» Extrait du document

■ ■ ■

Eternel, souviens-toi des Edomites! Le jour de la prise de Jérusalem, ils disaient: «Rasez-la, rasez-la jusqu’aux fondations!» Toi, ville de Babylone, tu seras dévastée.
Heureux celui qui te rendra le mal que tu nous as fait!
Heureux celui qui prendra tes enfants pour les écraser contre un rocher!
Psaume 137

Mais non ! J’aurais pu, j’aurais dû peut-être, comme souvent, ôter de la lecture le dernier verset du psaume 137. Parce que, comment la Bible, la parole de Dieu, peut-elle inciter à écraser des enfants contre un rocher ? Ce doit être une coquille de copistes… Ce n’est pas sérieux !

Si j’avais fait cela, si j’avais « édulcoré » ce psaume, je n’aurais pas été fidèle au texte. J’aurais sans doute fait dire à la Bible ce que j’avais envie d’entendre, ce que je voulais qu’elle me dise. Je l’aurais sans doute trahie. Alors, j’ai assumé ce texte, je l’ai pris au sérieux jusqu’à son dernier mot.

Les psaumes de l’existence humaine

Il vaut la peine de se souvenir que le livre des Psaumes est un recueil de prières, sous formes de chants dont nous avons perdu la mélodie. Nous en avons d’autres arrangements dans les gospels ou nos recueils de cantiques. Ce sont des prières donc ; des mots, certes, mais surtout qui traduisent des émotions ressenties par des femmes et des hommes en des circonstances particulières : des moments joyeux, alors il nous faut louer Dieu. Des peurs, des angoisses, recherchons en Dieu un abri, une protection. La conscience de la grandeur du ciel et de la petitesse de l’humain, rendons gloire à Dieu pour la beauté de sa création. Le recueil des psaumes est un magnifique panorama de l’âme humaine élevée vers Dieu. Un peu un condensé de toute la Bible.

Et parmi les circonstances de l’histoire et de la vie, il y en a qui conduisent au désespoir. Souvenons-nous : le peuple de Dieu a été capturé et emmené en exil à Babylone, loin de sa terre promise. Et là, plus l’envie de chanter ni de faire vibrer les harpes ni résonner les instruments. Plus l’envie de danser ni de rire. On se souvient d’où l’on vient. On voit où l’on est. On subit le mépris et l’arrogance des plus forts ! Comment alors célébrer la vie sur la terre de ceux qui nous ont arrachés à nos racines et nous ont contraints à vivre dans cet ailleurs ? Voilà ce qui devait habiter les pensées des exilés à Babylone. Voilà ce qui doit aussi habiter les pensées de tous ceux qui ont dû fuir à leur tour leurs terres d’enfance vers un ailleurs qu’ils ne voulaient pas.

■ ■ ■

» Extrait des données
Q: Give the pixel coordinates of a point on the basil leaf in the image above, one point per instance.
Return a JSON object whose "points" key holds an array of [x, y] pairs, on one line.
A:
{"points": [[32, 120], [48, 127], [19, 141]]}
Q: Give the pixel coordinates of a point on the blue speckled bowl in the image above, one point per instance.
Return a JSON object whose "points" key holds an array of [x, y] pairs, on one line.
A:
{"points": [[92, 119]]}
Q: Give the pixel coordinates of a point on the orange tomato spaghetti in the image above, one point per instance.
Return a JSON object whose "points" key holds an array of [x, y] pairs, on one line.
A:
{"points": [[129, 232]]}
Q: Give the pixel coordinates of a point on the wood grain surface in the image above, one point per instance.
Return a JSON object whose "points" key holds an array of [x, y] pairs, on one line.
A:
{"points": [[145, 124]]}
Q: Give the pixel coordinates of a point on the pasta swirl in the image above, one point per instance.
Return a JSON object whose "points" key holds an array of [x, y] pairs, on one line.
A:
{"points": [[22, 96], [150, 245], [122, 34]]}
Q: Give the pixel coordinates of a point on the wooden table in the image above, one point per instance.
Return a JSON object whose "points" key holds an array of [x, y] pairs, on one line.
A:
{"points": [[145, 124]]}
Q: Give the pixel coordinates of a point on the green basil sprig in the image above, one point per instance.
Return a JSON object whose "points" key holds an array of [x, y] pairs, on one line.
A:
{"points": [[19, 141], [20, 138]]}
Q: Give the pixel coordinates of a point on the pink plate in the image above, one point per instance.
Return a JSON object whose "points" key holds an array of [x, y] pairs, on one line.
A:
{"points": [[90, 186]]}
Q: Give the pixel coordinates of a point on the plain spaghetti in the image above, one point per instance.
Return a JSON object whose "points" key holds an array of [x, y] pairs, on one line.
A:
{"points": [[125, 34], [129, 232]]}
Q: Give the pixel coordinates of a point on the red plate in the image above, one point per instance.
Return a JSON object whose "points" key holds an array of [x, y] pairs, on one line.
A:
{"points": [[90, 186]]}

■ ■ ■

» Consigne
Répondez aux questions suivantes à partir du texte sur le psaume 137.
1. Que disaient les Edomites le jour de la prise de Jérusalem ?
2. Sous quelle forme se présentent les prières du livre des Psaumes ?
3. Où le peuple de Dieu a-t-il été emmené en exil ?

» Réponse complète
1. Ils disaient : «Rasez-la, rasez-la jusqu’aux fondations!»
2. Elles se présentent sous forme de chants dont nous avons perdu la mélodie.
3. Il a été emmené en exil à Babylone, loin de sa terre promise.